## Activities:
1) Say whether each statement agrees with the glucose-prediction summary below, answering yes or no and quoting the deciding words of the summary. (a) The study applied Interchange Intervention Training to predicting blood glucose levels in Type 1 Diabetes Mellitus patients. (b) The work is judged to be highly original rather than an extension of existing techniques. (c) The IIT-trained model did worse than a standard model.
2) Write what comes next in the glucose-prediction summary below, starting after its final sentence.

## Selected text:
»»

LGBMMar 18, 2025

Inducing Causal Structure for Interpretable Neural Networks Applied to Glucose Prediction for T1DM Patients

arXiv:2503.14442v1
Originality Incremental advance
AI Analysis

This work addresses the challenge of integrating expert causal knowledge into neural networks for healthcare applications, specifically glucose prediction, though it is incremental as it builds on existing IIT techniques.

The study applied Interchange Intervention Training (IIT) to a neural network for predicting blood glucose levels in Type 1 Diabetes Mellitus patients, showing that the IIT-trained model outperformed a standard model across different prediction horizons.

««

## Provided records:
»»

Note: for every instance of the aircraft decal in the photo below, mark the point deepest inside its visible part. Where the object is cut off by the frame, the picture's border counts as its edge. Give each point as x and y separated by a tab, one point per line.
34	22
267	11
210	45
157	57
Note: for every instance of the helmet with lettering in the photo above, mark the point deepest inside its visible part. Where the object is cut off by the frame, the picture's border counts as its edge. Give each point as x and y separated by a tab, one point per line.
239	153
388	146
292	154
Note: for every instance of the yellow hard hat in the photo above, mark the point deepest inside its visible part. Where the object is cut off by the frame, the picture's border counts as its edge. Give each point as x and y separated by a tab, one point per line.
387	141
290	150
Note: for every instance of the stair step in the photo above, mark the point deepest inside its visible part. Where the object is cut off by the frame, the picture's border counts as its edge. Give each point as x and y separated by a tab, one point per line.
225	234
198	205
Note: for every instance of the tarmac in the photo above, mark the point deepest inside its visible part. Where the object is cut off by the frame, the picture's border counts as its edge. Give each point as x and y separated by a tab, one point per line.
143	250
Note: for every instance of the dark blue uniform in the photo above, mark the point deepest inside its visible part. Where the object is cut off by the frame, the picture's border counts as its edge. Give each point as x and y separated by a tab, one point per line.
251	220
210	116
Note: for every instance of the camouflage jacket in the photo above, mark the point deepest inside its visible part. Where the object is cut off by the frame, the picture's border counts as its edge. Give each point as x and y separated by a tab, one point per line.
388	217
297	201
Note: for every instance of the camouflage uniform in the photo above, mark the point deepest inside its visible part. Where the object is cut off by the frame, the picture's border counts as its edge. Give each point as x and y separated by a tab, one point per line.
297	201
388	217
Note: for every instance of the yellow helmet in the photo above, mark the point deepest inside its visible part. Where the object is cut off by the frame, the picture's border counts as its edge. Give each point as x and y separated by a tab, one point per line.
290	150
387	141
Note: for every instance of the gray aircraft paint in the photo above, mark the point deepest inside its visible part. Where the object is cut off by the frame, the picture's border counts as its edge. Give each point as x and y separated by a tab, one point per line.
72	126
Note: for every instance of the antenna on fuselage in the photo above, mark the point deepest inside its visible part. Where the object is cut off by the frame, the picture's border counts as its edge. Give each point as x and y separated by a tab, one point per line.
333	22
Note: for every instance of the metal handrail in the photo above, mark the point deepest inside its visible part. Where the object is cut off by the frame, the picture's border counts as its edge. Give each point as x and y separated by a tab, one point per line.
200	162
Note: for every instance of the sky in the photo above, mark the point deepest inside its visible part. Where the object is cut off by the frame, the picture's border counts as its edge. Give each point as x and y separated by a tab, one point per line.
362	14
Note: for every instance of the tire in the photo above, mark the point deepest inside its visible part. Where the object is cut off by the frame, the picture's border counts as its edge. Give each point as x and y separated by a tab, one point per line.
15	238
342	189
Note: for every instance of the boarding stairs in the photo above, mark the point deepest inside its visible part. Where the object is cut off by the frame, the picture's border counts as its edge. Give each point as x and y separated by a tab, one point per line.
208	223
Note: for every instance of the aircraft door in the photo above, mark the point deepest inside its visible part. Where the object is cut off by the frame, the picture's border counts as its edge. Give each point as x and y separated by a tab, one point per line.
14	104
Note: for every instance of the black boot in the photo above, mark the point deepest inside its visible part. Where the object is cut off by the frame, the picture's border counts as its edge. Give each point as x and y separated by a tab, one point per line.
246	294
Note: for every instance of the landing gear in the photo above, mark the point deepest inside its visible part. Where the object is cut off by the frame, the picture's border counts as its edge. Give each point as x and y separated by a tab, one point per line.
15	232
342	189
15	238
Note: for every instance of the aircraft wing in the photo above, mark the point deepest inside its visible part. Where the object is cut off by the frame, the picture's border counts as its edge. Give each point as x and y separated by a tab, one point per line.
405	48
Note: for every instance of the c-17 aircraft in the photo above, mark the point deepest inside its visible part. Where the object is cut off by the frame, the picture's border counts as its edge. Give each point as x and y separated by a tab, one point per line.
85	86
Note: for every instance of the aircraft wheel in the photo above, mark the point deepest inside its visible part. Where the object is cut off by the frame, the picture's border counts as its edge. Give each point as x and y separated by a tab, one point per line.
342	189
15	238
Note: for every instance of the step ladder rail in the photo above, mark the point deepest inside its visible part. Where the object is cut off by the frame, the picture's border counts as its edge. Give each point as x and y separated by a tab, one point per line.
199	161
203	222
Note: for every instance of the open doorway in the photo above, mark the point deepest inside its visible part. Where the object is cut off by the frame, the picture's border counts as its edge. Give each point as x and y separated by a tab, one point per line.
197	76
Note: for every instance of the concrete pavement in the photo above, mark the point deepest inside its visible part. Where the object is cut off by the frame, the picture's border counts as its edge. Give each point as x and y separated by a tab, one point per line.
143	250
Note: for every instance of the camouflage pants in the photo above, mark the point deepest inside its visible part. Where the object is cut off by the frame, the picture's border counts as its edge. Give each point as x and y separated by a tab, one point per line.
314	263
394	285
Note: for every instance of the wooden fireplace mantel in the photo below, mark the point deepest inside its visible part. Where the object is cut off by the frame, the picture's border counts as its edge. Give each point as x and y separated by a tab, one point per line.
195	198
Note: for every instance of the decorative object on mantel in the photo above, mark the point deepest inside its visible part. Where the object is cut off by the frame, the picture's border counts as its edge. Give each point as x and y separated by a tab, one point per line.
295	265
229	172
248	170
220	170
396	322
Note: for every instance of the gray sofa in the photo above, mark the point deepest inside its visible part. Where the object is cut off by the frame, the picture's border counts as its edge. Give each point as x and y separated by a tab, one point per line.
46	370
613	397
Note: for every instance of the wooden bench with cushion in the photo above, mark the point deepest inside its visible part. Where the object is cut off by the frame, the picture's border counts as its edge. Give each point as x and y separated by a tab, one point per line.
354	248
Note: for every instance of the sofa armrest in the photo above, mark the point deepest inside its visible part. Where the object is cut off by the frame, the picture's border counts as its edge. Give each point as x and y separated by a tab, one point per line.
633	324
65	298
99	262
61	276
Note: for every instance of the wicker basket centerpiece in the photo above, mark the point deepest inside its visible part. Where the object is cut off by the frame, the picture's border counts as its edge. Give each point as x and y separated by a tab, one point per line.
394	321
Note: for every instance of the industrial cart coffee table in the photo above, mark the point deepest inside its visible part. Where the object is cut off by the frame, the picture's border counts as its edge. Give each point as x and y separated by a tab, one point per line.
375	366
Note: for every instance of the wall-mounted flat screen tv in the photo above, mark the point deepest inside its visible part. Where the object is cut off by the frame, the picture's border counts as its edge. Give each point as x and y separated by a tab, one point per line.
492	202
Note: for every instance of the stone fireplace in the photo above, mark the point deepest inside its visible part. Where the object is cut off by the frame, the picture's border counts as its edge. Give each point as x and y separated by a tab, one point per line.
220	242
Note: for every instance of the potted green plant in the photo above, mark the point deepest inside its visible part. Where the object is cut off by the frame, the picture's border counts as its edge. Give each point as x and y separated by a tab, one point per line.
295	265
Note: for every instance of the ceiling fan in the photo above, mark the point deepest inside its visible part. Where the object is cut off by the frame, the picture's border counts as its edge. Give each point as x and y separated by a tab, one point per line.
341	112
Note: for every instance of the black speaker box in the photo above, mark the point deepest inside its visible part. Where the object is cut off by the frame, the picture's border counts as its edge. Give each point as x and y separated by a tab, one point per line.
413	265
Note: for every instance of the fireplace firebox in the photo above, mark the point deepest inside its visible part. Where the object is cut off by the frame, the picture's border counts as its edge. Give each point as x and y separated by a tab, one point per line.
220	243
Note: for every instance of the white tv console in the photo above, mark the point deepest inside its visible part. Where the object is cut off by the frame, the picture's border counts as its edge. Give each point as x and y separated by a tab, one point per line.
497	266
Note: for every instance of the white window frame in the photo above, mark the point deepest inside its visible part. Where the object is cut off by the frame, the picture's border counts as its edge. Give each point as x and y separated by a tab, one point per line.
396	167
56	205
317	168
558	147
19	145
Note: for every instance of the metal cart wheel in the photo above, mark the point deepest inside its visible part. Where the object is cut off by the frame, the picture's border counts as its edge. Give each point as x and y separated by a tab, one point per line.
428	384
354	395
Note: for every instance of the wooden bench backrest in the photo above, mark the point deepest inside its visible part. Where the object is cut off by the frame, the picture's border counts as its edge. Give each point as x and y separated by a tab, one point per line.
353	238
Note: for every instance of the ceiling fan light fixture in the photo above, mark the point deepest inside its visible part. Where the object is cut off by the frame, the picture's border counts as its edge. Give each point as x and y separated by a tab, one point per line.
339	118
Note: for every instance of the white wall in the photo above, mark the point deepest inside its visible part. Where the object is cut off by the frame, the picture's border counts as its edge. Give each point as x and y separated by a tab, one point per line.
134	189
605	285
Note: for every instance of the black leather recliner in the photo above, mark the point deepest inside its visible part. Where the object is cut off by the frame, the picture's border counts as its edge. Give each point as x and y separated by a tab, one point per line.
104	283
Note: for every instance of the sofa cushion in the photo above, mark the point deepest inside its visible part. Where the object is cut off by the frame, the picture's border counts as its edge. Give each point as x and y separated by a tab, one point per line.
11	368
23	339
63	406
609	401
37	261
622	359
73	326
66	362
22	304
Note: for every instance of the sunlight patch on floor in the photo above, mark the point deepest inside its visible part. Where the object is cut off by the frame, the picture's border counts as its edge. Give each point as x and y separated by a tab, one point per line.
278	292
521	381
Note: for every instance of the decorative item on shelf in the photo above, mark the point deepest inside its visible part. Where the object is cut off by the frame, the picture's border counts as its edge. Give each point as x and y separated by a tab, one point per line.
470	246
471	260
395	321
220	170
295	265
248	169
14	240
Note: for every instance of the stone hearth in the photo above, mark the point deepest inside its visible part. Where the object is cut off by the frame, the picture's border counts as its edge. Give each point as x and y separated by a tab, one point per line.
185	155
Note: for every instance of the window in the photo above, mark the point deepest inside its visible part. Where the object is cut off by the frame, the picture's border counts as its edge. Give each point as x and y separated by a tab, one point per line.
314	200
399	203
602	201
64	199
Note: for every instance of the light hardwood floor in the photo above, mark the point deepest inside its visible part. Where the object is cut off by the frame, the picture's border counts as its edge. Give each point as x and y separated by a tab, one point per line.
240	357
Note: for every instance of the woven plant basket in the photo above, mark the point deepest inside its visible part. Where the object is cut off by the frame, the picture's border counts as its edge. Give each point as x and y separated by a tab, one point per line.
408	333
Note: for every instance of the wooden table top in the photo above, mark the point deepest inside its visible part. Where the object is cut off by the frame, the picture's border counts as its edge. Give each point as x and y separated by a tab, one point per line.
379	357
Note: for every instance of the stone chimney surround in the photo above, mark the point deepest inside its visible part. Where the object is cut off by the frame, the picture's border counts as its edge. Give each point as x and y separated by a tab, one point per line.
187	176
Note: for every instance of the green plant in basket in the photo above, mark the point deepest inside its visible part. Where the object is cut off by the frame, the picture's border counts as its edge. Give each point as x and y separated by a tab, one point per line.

««

## Answers below:
1)
(a) Yes: "The study applied Interchange Intervention Training (IIT) to a neural network for predicting blood glucose levels in Type 1 Diabetes Mellitus patients"
(b) No: "though it is incremental as it builds on existing IIT techniques"
(c) No: "showing that the IIT-trained model outperformed a standard model across different prediction horizons"

2)
Causal abstraction techniques such as Interchange Intervention Training (IIT) have been proposed to infuse neural network with expert knowledge encoded in causal models, but their application to real-world problems remains limited. This article explores the application of IIT in predicting blood glucose levels in Type 1 Diabetes Mellitus (T1DM) patients. The study utilizes an acyclic version of the simglucose simulator approved by the FDA to train a Multi-Layer Perceptron (MLP) model, employing IIT to impose causal relationships. Results show that the model trained with IIT effectively abstracted the causal structure and outperformed the standard one in terms of predictive performance across different prediction horizons (PHs) post-meal. Furthermore, the breakdown of the counterfactual loss can be leveraged to explain which part of the causal mechanism are more or less effectively captured by the model. These preliminary results suggest the potential of IIT in enhancing predictive models in healthcare by effectively complying with expert knowledge.